Assigned task:
Pick up the notes on the NVA's Dizzy Room exhibition below and carry them on from their last sentence.

Source extract:

Notes on the Dizzy Room
James Newman shares some development notes on the NVA’s new Dizzy exhibition.
When the opportunity arose to create a new exhibit based around one of Europe's most popular videogames characters, we jumped at the chance. We're all videogames fans here at the NVA. When we found out that we would have full access to the developers' archive of documentation, we could hardly believe our luck. Opportunities like this don't come around every day. In the case of Dizzy and The Oliver Twins, it took thirty years.
It's worth pausing for a moment to consider what we mean by full access to The Oliver Twins' archives. This wasn't just access to every Dizzy game (though it was that). It wasn't about every item of packaging, boxart, every promotional poster, collectible card, piece of fan art, or every article in every conceivable publication reviewing, previewing or discussing Dizzy (though it was that, too). All of these things were crucial to our ability to stage the most comprehensive exhibition. The sheer quantity of objects, from cassettes through to The Olivers' own hand-made Yolkfolk characters made from clay covered Kinder Eggs, immediately suggested ways of staging what became The Dizzy Room and serves as an important reminder that videogames are physical objects as much as they are bits and bytes of data.
But what really helped shape the room was the sheer wealth of design and development documentation that The Olivers had amassed and carefully collated for every iteration of the Dizzy series. Each puzzle, character design, and screen layout had all been meticulously planned, revised and refined. By hand. On squared paper. In pencil.
In the context of game design, this is the equivalent of having access to Paul McCartney's handwritten lyrics for Yesterday or Davinci's original sketches for the Mona Lisa (you know, the ones with the beaming smile or the grumpy frown).
What struck us as players was just how much of the planning and design of these games was undertaken on paper which was then translated into machine-readable data. What struck us as curators was how fantastic an opportunity this provided us to showcase design process - especially when combined with the technical tools like Easy Art and Panda Sprites that The Olivers created to translate their paper plans into code. What struck us as engineers and exhibition designers was that these design processes allowed us to continue our mission to develop exciting, novel and engaging ways of approaching game interpretation. So, we got thinking...

Natural-language object grounding data:
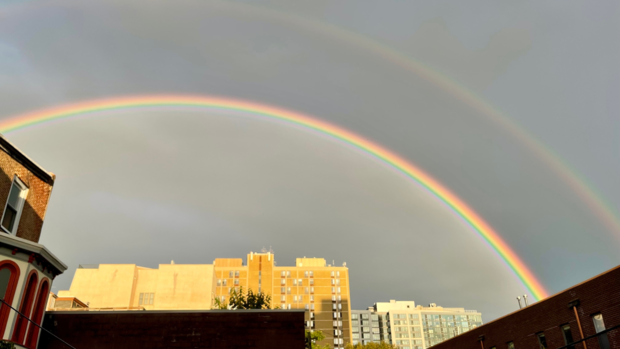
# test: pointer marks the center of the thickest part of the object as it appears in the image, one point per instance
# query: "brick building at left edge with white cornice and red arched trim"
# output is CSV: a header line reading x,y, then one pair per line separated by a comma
x,y
27,268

Output:
Obviously, we wanted visitors to The Dizzy Room to be able to play the games and we took a pretty dogmatic approach to how they would be played. That meant original hardware - period computers, consoles and controllers all connected to CRTs. We know CRTs have fuzzy images with visible scanlines and leave ghost afterimages when objects move, but these were the displays that the games were played on - and designed for. So playing on The Olivers' original Amstrad CPC on the Commodore monitor that they won in the 1980s satisfied our desire for period authenticity. And alongside the playable games, we have the original scripts that were used in the 1980s to offer stuck players guidance ringing the Codemasters' Helpline.
Authenticity in playing the games is one thing, but why not extend this to the development? And this is where working with The Olivers proved to be so fruitful. In amongst the folders of photos of the twins was one in particular image that caught our eye. Showing them sitting at a desk in their bedroom studio surrounded by development documents this photo captured the extraordinary nature of the work (pushing the boundaries of this still emerging form of interactive entertainment) in the most ordinary of context (the converted bedroom of a house in leafy suburbia). We immediately knew that we wanted to recreate this environment to get a sense of not only how these games were made but where. Half-jokingly, we said, it's a shame you don't still have the curtains. Utterly seriously, "We do", came the answer. "They're in the loft. The desk is up there, too. And the chairs."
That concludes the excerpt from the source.